# start of Data records
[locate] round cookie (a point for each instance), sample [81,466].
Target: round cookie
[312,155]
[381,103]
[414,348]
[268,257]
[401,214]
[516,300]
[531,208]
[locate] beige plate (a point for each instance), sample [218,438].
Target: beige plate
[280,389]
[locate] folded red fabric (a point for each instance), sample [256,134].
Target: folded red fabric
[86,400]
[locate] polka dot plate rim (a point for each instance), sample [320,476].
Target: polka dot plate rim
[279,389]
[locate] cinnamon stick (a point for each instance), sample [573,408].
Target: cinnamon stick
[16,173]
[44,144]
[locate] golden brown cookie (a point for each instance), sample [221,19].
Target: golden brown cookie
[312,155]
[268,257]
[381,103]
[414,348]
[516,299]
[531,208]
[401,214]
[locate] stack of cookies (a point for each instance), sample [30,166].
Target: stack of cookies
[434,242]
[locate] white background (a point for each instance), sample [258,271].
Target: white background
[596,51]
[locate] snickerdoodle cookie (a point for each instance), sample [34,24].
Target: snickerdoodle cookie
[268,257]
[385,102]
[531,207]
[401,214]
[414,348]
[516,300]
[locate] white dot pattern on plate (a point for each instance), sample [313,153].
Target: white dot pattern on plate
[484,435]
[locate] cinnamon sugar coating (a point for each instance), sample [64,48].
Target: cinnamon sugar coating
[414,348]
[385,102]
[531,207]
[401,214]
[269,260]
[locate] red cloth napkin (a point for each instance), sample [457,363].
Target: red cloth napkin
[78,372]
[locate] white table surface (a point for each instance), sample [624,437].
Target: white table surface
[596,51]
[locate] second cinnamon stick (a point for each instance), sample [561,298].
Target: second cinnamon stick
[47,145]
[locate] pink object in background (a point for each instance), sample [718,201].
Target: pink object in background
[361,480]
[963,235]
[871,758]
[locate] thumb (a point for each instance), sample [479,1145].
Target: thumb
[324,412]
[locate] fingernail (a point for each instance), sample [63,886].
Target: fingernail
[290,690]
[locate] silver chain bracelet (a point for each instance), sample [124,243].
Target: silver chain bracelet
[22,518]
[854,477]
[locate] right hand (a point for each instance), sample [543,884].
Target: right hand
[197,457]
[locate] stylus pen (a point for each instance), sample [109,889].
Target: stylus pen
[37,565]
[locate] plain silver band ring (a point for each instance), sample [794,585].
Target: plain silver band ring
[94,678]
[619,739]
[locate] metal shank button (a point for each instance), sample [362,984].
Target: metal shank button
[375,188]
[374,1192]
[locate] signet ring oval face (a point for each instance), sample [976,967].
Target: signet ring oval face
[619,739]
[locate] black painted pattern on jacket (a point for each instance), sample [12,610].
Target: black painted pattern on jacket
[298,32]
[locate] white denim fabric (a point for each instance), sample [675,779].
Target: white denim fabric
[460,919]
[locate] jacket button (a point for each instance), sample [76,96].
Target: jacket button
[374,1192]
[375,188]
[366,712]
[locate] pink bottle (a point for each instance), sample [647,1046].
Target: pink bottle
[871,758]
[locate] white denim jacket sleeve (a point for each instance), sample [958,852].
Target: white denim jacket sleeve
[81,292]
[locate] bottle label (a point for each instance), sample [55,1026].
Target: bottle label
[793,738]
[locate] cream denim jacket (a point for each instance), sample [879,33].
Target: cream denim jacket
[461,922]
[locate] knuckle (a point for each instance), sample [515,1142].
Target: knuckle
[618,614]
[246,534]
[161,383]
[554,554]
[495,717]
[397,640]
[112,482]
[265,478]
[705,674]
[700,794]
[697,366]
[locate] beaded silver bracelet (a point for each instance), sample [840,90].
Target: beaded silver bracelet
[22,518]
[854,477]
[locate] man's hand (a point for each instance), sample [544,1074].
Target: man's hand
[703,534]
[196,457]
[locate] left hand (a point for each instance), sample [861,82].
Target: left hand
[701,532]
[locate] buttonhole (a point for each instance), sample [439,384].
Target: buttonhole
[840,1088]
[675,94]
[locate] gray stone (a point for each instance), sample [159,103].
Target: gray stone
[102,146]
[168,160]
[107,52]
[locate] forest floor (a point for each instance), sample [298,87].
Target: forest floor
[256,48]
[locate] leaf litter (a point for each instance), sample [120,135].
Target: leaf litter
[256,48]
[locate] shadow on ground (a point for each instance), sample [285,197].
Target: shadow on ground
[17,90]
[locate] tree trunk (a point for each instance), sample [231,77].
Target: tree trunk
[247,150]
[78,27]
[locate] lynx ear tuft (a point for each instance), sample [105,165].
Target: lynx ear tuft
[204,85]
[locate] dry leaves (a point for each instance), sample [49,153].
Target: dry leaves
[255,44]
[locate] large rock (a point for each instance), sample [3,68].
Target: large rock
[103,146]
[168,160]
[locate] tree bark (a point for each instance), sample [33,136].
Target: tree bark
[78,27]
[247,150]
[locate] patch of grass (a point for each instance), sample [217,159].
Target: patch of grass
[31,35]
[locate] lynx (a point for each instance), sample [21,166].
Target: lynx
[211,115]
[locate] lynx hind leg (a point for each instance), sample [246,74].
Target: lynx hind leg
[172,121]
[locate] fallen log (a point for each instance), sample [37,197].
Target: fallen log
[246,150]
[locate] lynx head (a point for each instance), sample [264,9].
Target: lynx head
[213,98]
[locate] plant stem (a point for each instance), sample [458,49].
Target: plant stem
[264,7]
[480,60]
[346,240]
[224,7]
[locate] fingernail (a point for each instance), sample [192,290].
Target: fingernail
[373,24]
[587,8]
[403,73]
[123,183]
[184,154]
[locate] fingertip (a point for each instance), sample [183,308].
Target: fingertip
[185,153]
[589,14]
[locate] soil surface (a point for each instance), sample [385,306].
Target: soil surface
# end of Data records
Exercise =
Rewrite the listing above, putting "one point per instance" wherever "a point for each instance" appears and leaving everything else as it is.

Task output =
[locate] round cookie (one point per instance), sample [81,466].
Target: round cookie
[312,155]
[381,103]
[414,348]
[268,257]
[401,214]
[516,300]
[531,208]
[locate] beige plate (one point per instance), sample [218,438].
Target: beige plate
[280,389]
[locate] folded red fabric (one point per instance), sample [256,134].
Target: folded red fabric
[86,400]
[locate] polka dot plate rim (one point per instance), sample [320,476].
Target: polka dot plate rim
[279,389]
[locate] cinnamon stick (one point per instance), sample [573,408].
Target: cinnamon stick
[16,173]
[44,144]
[locate] golden brown cookie (one point per instance), sample [221,19].
Target: golden brown cookie
[312,155]
[268,257]
[381,103]
[414,348]
[516,299]
[531,208]
[401,214]
[locate] stack of cookies (one point per instance), sample [30,166].
Target: stack of cookies
[434,242]
[locate] white background (one point per instance), sample [258,271].
Target: white background
[596,51]
[locate] snickerdoodle cookie (one point per instance), sample [34,24].
Target: snickerdoodle cookie
[268,257]
[385,102]
[531,207]
[401,214]
[414,348]
[516,300]
[locate] white dot pattern on plate (one point per instance), sample [313,153].
Target: white dot pattern on plate
[484,435]
[locate] cinnamon sugar coating (one point per instance), sample [64,48].
Target: cinnamon sugar coating
[414,348]
[385,102]
[531,207]
[401,214]
[269,260]
[locate] red cloth napkin (one point per instance), sample [457,363].
Target: red cloth napkin
[78,372]
[locate] white table surface (one point per instance), sample [624,437].
Target: white table surface
[596,51]
[locate] second cinnamon stick (one point per instance), sample [561,298].
Target: second cinnamon stick
[47,145]
[locate] pink object in background (one point per instance), sample [718,201].
Target: pink object in background
[361,480]
[963,235]
[871,758]
[locate] thumb (one point per instance), sample [479,1145].
Target: thumb
[324,412]
[locate] fingernail (one point per instance), sample [63,886].
Target: fingernail
[290,690]
[locate] silver chain bracelet (one point per instance), sample [124,243].
Target: silver chain bracelet
[22,518]
[854,477]
[locate] right hand (one point per instance), sample [543,884].
Target: right hand
[197,457]
[locate] stylus pen (one point per instance), sample [109,889].
Target: stylus pen
[37,565]
[locate] plain silver band ring (one point per instance), sample [794,585].
Target: plain silver band ring
[94,678]
[619,739]
[locate] metal shank button (one point per instance), sample [362,984].
Target: metal shank button
[375,188]
[374,1192]
[locate] signet ring oval face (one point per instance), sample [976,967].
Target: signet ring oval face
[619,739]
[locate] black painted pattern on jacket (one point per instance), sample [12,610].
Target: black painted pattern on jacket
[298,32]
[locate] white denim fabric (one point per instance), sample [675,779].
Target: white denim fabric
[460,919]
[locate] jacket button (one point per instance), sample [76,96].
Target: jacket button
[374,1192]
[375,188]
[366,712]
[locate] pink bottle (one point per instance), sample [647,1046].
Target: pink bottle
[871,758]
[locate] white denim jacket sleeve (one point per instance), sample [958,852].
Target: white denim jacket sleeve
[81,292]
[locate] bottle label (one point per instance), sample [55,1026].
Target: bottle label
[793,738]
[locate] cream denim jacket (one point per instance), sample [879,33].
Target: cream denim jacket
[461,922]
[locate] knuckle (one point per instance), sample [515,1142].
Target: knuckle
[618,614]
[246,534]
[161,383]
[554,554]
[495,717]
[397,640]
[112,482]
[265,478]
[705,674]
[700,794]
[697,366]
[locate] beaded silver bracelet (one point per instance), sample [840,90].
Target: beaded silver bracelet
[22,518]
[854,477]
[locate] man's hand (one point per instance), sample [544,1074].
Target: man's hand
[703,534]
[196,457]
[locate] left hand (one point per instance), sample [861,82].
Target: left hand
[701,532]
[locate] buttonhole (one point per instance), sample [439,384].
Target: buttonhole
[840,1088]
[675,94]
[locate] gray stone (one point per instance), sample [159,103].
Target: gray stone
[102,146]
[168,160]
[107,52]
[locate] forest floor (one point per instance), sample [298,87].
Target: forest floor
[256,48]
[locate] leaf litter (one point per instance), sample [120,135].
Target: leaf litter
[256,48]
[locate] shadow on ground (one point per instance), sample [285,197].
Target: shadow on ground
[17,90]
[locate] tree trunk (one point per instance), sample [231,77].
Target: tree trunk
[247,150]
[78,27]
[locate] lynx ear tuft (one point per instance), sample [105,165].
Target: lynx ear tuft
[204,85]
[locate] dry leaves (one point per instance), sample [49,153].
Target: dry leaves
[255,44]
[locate] large rock (one point per instance), sample [3,68].
Target: large rock
[103,146]
[168,160]
[locate] tree bark (one point per instance), sample [33,136].
Target: tree bark
[78,27]
[247,150]
[locate] patch of grass (one point per instance), sample [217,159].
Target: patch of grass
[31,35]
[locate] lynx (one point per instance), sample [21,166].
Target: lynx
[211,115]
[locate] lynx hind leg (one point per instance), sample [246,74].
Target: lynx hind leg
[172,121]
[locate] fallen log (one point per instance), sample [37,197].
Target: fallen log
[246,150]
[locate] lynx head (one point per instance), sample [264,9].
Target: lynx head
[213,98]
[locate] plant stem (one point per instance), sample [458,49].
Target: plant stem
[264,7]
[480,60]
[346,240]
[224,7]
[locate] fingernail (one point per instance), sample [192,290].
Target: fingernail
[373,24]
[587,8]
[403,73]
[123,183]
[184,154]
[locate] fingertip (one point per instance), sample [183,308].
Target: fingertip
[185,153]
[589,14]
[locate] soil surface (one point per instance), sample [385,306].
Target: soil surface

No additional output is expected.